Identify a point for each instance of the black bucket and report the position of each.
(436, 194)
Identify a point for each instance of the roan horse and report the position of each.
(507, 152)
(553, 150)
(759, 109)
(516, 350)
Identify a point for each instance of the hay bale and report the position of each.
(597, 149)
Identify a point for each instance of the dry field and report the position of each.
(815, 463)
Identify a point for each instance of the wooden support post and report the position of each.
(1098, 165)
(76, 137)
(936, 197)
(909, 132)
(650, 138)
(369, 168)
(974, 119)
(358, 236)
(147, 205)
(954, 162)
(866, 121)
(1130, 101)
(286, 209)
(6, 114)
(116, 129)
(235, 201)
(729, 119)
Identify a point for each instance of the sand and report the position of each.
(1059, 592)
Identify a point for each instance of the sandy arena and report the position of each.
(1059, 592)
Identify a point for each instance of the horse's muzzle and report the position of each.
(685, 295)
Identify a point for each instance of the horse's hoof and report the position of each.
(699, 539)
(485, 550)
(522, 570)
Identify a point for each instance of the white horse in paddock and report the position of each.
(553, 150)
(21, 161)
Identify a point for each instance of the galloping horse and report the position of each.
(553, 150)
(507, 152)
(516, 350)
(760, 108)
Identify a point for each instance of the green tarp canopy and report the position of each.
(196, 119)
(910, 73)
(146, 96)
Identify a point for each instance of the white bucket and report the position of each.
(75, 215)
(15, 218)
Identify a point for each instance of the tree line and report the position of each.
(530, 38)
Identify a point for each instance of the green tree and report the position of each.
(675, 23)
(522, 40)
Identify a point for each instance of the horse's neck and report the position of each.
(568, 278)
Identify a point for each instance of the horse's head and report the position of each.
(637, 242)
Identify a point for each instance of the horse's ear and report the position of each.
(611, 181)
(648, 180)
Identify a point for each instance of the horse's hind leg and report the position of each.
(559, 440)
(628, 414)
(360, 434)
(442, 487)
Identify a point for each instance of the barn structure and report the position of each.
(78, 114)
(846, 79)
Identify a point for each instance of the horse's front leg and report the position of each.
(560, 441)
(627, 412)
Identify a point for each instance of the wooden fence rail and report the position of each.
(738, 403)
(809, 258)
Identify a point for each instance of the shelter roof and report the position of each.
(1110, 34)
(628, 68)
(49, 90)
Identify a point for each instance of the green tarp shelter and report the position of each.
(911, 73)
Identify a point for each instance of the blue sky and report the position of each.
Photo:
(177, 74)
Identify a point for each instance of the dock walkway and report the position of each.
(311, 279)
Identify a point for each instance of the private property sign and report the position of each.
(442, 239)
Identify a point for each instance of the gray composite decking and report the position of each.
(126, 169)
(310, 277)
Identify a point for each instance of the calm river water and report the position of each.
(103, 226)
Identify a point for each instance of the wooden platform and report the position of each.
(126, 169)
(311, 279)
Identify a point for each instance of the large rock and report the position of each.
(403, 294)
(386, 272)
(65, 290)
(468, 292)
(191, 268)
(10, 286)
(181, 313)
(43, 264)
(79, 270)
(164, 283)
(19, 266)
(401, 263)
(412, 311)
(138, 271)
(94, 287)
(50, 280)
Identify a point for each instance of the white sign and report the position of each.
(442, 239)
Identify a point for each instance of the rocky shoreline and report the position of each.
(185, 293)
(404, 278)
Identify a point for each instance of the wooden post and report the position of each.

★ ★ ★

Work to complete
Render every line of the listing above as a Markdown table with the columns Row and Content, numbering the lines in order and omitting any blank lines.

Result of the exercise
| Row | Content |
|---|---|
| 1 | Identify a point for each instance of the black bucket and report the position of each. |
| 2 | (436, 194) |
| 3 | Identify a point for each instance of the roan horse and report the position of each. |
| 4 | (507, 152) |
| 5 | (553, 150) |
| 6 | (759, 109) |
| 7 | (516, 350) |
| 8 | Identify a point for each instance of the hay bale and report the position of each. |
| 9 | (597, 149) |
| 10 | Identify a point for each instance of the dry field and report the position of each. |
| 11 | (815, 463) |
| 12 | Identify a point for each instance of the wooden support post and report the position of each. |
| 13 | (1098, 165) |
| 14 | (76, 137) |
| 15 | (936, 197) |
| 16 | (909, 132) |
| 17 | (650, 138) |
| 18 | (369, 168) |
| 19 | (974, 119) |
| 20 | (358, 236) |
| 21 | (147, 205) |
| 22 | (954, 162) |
| 23 | (866, 121) |
| 24 | (1130, 101) |
| 25 | (286, 209) |
| 26 | (6, 114) |
| 27 | (116, 129) |
| 28 | (235, 201) |
| 29 | (729, 119) |
| 30 | Identify a point for each instance of the sand and report the position of each. |
| 31 | (1059, 592) |
| 32 | Identify a point for each instance of the sandy arena and report the position of each. |
| 33 | (1059, 592) |
| 34 | Identify a point for each instance of the horse's muzzle and report the position of each. |
| 35 | (685, 295) |
| 36 | Identify a point for each instance of the horse's hoof and report the position of each. |
| 37 | (699, 539) |
| 38 | (485, 550) |
| 39 | (522, 570) |
| 40 | Identify a point for each instance of the white horse in paddock and report the position of each. |
| 41 | (553, 150) |
| 42 | (21, 161) |
| 43 | Identify a point for each instance of the galloping horse and report the position of each. |
| 44 | (553, 150) |
| 45 | (507, 152) |
| 46 | (516, 350) |
| 47 | (760, 108) |
| 48 | Identify a point for each instance of the green tarp canopy and report the position of each. |
| 49 | (196, 119) |
| 50 | (910, 73) |
| 51 | (146, 96) |
| 52 | Identify a point for each instance of the white bucket and report the position of each. |
| 53 | (75, 215) |
| 54 | (15, 218) |
| 55 | Identify a point for each instance of the tree line and report the position of each. |
| 56 | (530, 38) |
| 57 | Identify a point for each instance of the green tree and report the position of each. |
| 58 | (675, 23) |
| 59 | (522, 40) |
| 60 | Identify a point for each instance of the horse's neck and report the position of each. |
| 61 | (568, 278) |
| 62 | Identify a point for each instance of the horse's head and report the position of each. |
| 63 | (637, 242) |
| 64 | Identify a point for each instance of the horse's ear and report the position of each. |
| 65 | (611, 181) |
| 66 | (648, 180) |
| 67 | Identify a point for each instance of the horse's hind leg and report the position of each. |
| 68 | (559, 440) |
| 69 | (628, 414) |
| 70 | (360, 434) |
| 71 | (442, 487) |
| 72 | Identify a point for each instance of the barn structure and report the position of each. |
| 73 | (78, 114) |
| 74 | (846, 79) |
| 75 | Identify a point for each instance of the horse's front leg and report the position of each. |
| 76 | (560, 441) |
| 77 | (627, 412) |
| 78 | Identify a point for each instance of the wooden fence rail and report the position of each. |
| 79 | (738, 403) |
| 80 | (809, 258) |
| 81 | Identify a point for each instance of the shelter roof and report the position of each. |
| 82 | (1110, 34) |
| 83 | (628, 68) |
| 84 | (49, 90) |
| 85 | Identify a point for each instance of the green tarp shelter and report the position of each. |
| 86 | (911, 73) |
| 87 | Identify a point for each instance of the blue sky and report the position of each. |
| 88 | Photo: |
| 89 | (177, 74) |
| 90 | Identify a point for each instance of the dock walkway and report the position of each. |
| 91 | (311, 279) |
| 92 | Identify a point for each instance of the private property sign and report the position of each. |
| 93 | (442, 239) |
| 94 | Identify a point for each instance of the gray composite decking and report the position of each. |
| 95 | (126, 169) |
| 96 | (310, 277) |
| 97 | Identify a point for each instance of the calm river water and report the position of each. |
| 98 | (103, 226) |
| 99 | Identify a point for each instance of the wooden platform and report the position of each. |
| 100 | (126, 169) |
| 101 | (311, 279) |
| 102 | Identify a point for each instance of the large rock and report the position of each. |
| 103 | (403, 294) |
| 104 | (386, 272) |
| 105 | (65, 290) |
| 106 | (468, 292) |
| 107 | (191, 268) |
| 108 | (10, 286) |
| 109 | (181, 313) |
| 110 | (43, 264) |
| 111 | (79, 270) |
| 112 | (164, 283) |
| 113 | (19, 266) |
| 114 | (401, 263) |
| 115 | (412, 311) |
| 116 | (138, 271) |
| 117 | (94, 287) |
| 118 | (50, 280) |
| 119 | Identify a point for each instance of the white sign and report the position of each. |
| 120 | (442, 239) |
| 121 | Identify a point for each instance of the rocky shoreline and report the position of each. |
| 122 | (185, 293) |
| 123 | (404, 278) |
| 124 | Identify a point for each instance of the wooden post and report the position of each. |